PROBLEM REQUIREMENTS ▸ Your task is to write out the lines from the line containing "Target: guitar sound hole" through the last line of the material, exactly.

SUPPLIED DATA ▸

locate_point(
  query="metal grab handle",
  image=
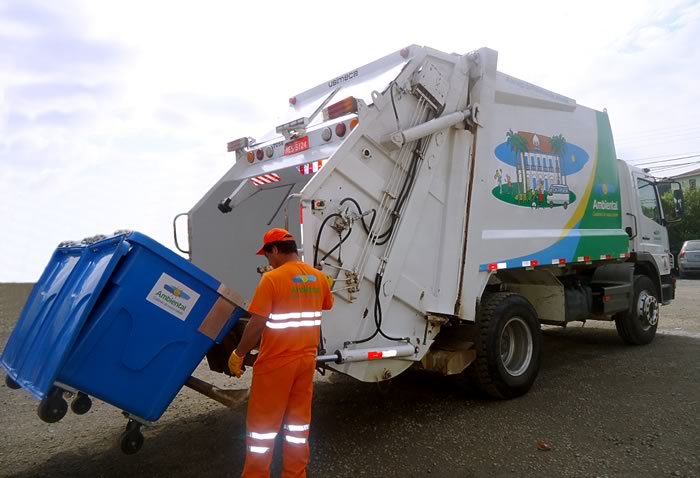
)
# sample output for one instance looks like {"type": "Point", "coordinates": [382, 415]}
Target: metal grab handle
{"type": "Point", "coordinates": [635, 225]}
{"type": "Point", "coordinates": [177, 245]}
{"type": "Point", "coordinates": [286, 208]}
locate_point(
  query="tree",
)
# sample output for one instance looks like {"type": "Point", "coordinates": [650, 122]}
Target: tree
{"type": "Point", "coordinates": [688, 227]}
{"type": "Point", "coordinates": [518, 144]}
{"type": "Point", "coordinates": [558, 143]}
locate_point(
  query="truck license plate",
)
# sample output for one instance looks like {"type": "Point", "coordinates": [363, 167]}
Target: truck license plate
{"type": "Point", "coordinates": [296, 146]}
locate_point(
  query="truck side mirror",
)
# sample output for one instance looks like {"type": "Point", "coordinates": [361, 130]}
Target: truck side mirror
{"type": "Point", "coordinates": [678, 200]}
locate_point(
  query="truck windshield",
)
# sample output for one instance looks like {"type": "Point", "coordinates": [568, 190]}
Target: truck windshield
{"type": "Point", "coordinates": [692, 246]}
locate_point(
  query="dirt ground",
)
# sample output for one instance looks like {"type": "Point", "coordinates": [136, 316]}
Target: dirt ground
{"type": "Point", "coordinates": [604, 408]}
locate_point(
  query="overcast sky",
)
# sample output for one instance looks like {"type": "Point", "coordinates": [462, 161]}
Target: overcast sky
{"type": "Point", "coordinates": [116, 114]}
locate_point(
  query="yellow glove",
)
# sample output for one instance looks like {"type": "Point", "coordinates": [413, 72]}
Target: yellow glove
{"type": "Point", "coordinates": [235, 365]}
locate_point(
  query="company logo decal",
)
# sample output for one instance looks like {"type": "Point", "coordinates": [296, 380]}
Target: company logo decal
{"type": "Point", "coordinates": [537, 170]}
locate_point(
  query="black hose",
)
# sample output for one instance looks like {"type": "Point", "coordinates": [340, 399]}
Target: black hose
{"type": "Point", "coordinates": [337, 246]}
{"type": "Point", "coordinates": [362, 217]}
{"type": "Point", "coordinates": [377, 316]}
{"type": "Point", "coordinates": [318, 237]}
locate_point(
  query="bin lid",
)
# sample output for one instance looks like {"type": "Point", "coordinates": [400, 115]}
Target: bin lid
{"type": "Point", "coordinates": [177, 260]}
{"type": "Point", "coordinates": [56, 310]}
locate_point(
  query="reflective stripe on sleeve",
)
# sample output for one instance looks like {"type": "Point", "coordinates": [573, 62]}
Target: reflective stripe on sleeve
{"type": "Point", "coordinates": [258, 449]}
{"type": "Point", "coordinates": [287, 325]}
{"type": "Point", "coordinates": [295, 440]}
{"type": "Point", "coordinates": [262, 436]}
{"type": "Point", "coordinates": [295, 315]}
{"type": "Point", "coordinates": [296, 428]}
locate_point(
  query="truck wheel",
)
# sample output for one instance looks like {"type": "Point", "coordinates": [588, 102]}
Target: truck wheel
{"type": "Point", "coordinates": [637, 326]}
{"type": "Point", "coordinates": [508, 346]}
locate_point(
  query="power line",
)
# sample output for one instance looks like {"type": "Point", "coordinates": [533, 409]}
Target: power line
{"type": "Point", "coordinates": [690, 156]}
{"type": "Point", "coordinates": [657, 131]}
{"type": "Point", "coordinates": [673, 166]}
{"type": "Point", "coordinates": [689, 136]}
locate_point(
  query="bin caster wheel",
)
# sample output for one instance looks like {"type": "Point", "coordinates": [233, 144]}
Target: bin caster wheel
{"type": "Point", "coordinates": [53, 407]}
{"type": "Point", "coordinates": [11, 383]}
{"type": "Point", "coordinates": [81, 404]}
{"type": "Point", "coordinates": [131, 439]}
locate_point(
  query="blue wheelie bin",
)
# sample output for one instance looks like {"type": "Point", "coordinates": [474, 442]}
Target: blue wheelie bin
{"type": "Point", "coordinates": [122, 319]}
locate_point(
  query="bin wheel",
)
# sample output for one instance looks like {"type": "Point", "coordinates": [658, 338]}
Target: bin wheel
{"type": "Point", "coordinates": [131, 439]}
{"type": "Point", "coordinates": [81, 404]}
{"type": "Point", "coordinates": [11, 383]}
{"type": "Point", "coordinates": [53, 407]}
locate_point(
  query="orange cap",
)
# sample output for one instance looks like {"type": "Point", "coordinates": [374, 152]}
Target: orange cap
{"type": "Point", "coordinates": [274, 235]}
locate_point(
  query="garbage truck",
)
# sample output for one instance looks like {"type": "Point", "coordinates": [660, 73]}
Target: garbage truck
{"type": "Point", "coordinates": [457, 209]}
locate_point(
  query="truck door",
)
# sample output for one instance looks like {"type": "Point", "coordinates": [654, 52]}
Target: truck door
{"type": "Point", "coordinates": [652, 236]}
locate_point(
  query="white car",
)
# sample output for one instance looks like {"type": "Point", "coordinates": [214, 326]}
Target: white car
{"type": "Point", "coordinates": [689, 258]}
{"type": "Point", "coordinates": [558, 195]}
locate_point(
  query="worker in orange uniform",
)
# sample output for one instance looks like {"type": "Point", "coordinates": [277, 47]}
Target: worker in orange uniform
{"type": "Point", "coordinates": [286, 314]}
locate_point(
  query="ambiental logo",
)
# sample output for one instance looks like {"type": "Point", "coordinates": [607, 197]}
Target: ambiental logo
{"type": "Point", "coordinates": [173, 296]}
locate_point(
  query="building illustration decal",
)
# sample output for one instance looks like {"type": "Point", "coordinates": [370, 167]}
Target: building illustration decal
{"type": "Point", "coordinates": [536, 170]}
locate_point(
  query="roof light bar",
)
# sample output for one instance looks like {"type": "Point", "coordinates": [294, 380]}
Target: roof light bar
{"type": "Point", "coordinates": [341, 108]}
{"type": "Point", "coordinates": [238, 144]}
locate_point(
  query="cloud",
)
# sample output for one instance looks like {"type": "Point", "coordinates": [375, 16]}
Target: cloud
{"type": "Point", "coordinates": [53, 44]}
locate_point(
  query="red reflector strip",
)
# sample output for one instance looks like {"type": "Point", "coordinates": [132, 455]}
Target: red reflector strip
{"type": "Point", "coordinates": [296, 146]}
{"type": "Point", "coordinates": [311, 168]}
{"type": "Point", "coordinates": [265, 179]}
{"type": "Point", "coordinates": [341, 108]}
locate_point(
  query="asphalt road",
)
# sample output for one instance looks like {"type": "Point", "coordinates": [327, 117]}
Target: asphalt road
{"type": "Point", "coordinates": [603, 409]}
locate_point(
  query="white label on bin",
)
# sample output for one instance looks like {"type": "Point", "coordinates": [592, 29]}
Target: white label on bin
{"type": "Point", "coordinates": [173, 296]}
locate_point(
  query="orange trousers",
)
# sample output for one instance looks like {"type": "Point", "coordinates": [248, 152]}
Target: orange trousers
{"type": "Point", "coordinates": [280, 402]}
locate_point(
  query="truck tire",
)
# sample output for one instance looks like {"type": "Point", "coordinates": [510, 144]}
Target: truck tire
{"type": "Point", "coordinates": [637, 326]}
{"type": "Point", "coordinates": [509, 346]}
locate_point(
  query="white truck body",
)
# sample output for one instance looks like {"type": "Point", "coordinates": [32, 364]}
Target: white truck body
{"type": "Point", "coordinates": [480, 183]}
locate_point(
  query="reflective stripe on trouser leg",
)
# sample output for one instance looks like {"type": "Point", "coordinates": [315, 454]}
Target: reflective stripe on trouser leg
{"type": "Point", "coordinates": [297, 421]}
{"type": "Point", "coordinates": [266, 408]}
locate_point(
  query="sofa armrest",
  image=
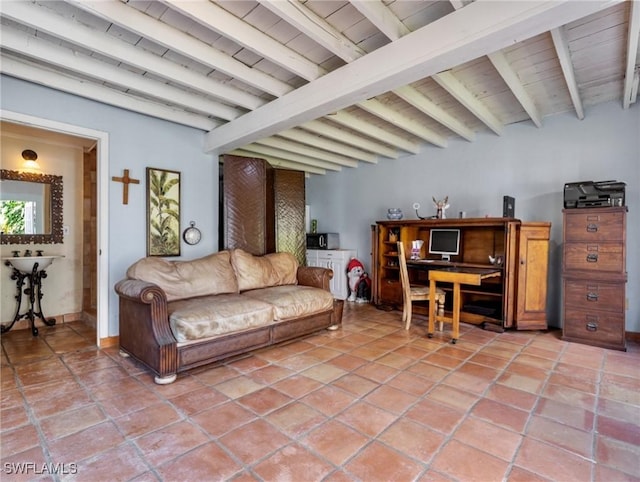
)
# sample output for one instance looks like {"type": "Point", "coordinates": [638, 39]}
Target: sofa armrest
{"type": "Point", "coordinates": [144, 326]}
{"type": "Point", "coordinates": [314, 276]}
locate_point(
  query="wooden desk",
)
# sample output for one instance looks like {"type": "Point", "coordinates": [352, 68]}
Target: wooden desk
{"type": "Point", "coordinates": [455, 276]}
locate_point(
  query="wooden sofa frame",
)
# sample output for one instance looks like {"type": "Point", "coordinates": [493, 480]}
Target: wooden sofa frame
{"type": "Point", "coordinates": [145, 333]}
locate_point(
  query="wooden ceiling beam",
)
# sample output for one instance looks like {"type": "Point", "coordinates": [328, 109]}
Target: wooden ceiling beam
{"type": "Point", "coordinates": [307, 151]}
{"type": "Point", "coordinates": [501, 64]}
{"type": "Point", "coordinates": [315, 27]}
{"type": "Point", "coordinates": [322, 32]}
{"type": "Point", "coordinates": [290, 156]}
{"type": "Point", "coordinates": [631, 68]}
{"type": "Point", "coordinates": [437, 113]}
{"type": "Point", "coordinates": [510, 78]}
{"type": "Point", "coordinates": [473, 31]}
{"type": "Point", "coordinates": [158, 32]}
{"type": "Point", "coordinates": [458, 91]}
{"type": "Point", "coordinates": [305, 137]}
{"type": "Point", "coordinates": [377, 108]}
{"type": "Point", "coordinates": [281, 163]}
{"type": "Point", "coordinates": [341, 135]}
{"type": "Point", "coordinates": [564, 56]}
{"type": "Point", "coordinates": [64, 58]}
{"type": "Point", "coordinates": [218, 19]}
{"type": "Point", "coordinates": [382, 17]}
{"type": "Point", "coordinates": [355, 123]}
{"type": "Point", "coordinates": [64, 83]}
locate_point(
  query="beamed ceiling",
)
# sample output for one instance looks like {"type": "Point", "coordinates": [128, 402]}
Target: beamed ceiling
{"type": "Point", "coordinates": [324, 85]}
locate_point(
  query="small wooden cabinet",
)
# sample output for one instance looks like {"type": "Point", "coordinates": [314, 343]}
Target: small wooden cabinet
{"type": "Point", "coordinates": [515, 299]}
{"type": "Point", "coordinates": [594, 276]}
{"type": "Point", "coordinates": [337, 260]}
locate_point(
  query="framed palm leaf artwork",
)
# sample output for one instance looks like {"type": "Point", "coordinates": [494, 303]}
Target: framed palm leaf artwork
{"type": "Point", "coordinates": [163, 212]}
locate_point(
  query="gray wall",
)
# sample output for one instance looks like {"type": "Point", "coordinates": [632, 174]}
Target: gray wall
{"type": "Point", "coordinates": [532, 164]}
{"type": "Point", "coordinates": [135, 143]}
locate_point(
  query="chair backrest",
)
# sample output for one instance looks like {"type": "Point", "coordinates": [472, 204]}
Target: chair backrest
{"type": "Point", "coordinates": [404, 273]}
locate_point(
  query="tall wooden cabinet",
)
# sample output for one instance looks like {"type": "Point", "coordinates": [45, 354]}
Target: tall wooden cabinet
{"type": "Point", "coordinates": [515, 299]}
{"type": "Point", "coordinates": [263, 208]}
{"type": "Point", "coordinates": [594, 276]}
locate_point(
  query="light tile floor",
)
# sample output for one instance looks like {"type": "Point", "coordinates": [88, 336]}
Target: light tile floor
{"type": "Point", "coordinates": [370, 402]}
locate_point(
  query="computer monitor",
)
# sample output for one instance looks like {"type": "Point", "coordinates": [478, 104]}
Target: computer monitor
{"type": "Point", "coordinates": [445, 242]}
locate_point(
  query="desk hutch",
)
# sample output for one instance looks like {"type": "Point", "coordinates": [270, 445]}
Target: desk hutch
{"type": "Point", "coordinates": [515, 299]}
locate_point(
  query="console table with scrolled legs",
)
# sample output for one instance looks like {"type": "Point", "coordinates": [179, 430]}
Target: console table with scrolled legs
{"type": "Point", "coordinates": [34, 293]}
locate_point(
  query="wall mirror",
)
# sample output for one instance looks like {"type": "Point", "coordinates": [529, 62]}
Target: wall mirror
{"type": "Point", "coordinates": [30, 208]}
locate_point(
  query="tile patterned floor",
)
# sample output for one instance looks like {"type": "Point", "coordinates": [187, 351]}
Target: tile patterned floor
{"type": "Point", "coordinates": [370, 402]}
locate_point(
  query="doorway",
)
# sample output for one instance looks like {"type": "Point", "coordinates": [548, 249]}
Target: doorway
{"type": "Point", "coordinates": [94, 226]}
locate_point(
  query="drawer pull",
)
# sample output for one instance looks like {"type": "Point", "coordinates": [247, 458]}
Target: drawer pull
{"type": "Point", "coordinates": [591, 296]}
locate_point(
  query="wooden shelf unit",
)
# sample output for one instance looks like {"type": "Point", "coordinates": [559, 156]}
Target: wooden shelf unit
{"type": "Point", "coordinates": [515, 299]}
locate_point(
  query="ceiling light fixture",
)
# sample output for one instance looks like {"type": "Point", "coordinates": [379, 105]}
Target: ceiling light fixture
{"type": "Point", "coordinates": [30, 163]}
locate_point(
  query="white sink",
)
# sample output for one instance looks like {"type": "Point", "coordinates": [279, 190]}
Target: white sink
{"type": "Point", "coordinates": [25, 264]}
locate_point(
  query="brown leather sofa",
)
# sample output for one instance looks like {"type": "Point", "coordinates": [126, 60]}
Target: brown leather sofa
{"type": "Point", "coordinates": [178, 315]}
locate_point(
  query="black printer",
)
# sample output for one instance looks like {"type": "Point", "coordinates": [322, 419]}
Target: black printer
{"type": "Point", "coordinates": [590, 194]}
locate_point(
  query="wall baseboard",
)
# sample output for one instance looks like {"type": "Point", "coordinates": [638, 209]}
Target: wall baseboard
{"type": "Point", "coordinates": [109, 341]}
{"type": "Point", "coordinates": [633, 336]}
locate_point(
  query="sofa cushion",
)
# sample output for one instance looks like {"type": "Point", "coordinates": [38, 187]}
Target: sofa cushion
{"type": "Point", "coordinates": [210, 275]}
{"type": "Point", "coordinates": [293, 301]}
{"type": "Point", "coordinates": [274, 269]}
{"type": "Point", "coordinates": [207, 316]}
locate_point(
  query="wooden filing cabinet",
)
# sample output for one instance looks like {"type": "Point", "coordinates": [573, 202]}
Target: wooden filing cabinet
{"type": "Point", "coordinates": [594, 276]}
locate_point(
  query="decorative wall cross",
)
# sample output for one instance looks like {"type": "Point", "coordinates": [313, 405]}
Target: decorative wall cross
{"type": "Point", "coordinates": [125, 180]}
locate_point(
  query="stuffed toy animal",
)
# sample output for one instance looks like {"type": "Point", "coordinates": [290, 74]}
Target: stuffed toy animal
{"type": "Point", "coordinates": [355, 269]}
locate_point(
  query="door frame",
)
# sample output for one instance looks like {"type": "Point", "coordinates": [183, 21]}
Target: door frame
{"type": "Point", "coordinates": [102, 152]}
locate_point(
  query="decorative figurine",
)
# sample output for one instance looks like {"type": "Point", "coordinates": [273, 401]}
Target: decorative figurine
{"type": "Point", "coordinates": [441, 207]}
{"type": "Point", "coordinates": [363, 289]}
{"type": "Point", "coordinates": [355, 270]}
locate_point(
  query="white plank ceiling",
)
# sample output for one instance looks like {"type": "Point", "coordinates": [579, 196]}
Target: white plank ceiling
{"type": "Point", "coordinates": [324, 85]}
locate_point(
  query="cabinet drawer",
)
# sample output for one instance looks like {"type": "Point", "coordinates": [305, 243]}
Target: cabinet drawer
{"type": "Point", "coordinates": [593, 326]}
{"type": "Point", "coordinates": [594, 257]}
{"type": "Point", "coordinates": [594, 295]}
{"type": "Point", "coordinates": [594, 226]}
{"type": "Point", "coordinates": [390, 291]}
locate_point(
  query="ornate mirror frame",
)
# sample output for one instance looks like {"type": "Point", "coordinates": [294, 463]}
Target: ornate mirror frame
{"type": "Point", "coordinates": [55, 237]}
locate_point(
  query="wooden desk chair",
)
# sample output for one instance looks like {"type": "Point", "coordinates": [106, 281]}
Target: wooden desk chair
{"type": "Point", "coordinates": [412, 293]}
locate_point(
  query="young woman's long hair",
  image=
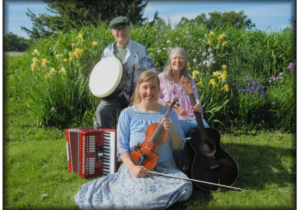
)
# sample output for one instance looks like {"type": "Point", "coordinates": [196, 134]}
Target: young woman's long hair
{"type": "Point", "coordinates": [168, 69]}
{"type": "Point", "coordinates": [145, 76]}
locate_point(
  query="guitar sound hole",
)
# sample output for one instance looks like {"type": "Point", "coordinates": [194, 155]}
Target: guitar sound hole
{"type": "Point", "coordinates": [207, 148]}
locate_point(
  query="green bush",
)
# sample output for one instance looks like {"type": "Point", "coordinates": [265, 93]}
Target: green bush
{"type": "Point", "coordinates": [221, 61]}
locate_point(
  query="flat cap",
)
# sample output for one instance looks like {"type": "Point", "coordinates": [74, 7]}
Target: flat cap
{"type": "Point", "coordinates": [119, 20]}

TASK RESULT ▸
Target: guitar sound hole
{"type": "Point", "coordinates": [207, 148]}
locate_point(
  query="green bush",
)
# sample output for one instance looks like {"type": "Point", "coordinates": [265, 93]}
Target: green bush
{"type": "Point", "coordinates": [221, 61]}
locate_point(
  query="flat cap",
)
# sample output for one instance looks like {"type": "Point", "coordinates": [74, 7]}
Target: flat cap
{"type": "Point", "coordinates": [119, 20]}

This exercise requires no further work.